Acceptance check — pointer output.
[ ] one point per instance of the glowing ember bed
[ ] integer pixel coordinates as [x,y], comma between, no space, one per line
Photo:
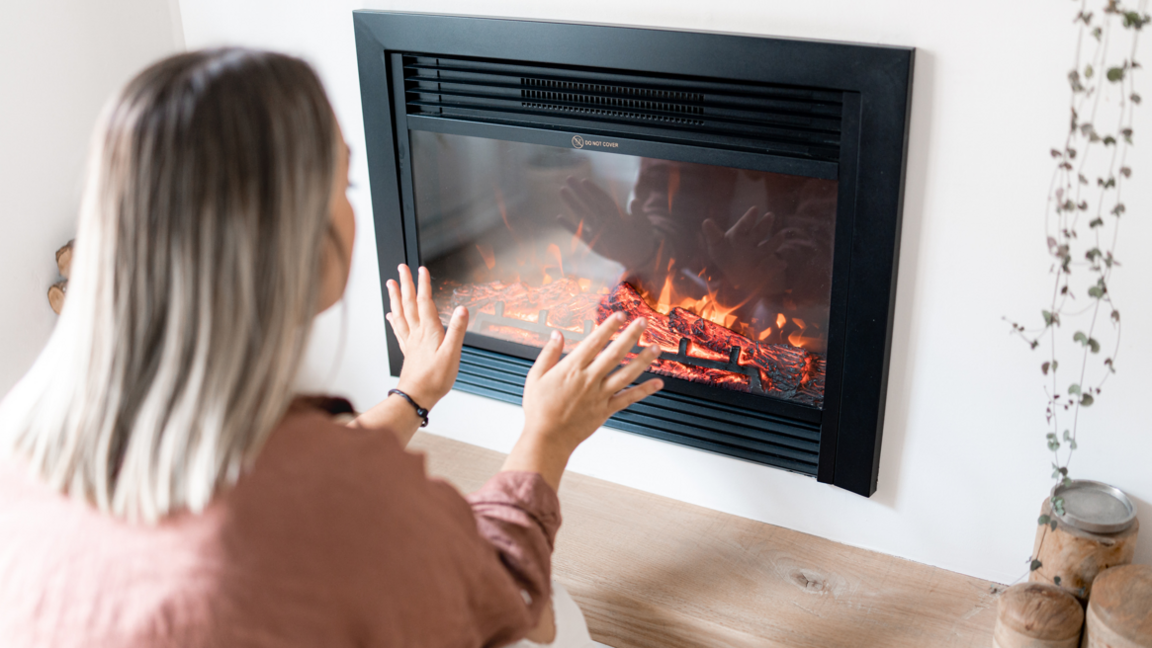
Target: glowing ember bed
[742,194]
__________________________________________________
» Exercise details: All lines from the one containing "[ ] one point" to the last line of the records above, and no others, should be returned unchanged, without pictures.

» Expected answer:
[ ] one point per instance of the glowing ember bed
[ ] integer pixel coordinates as [x,y], comma between, no space, one per line
Photo:
Target: glowing ember bed
[742,194]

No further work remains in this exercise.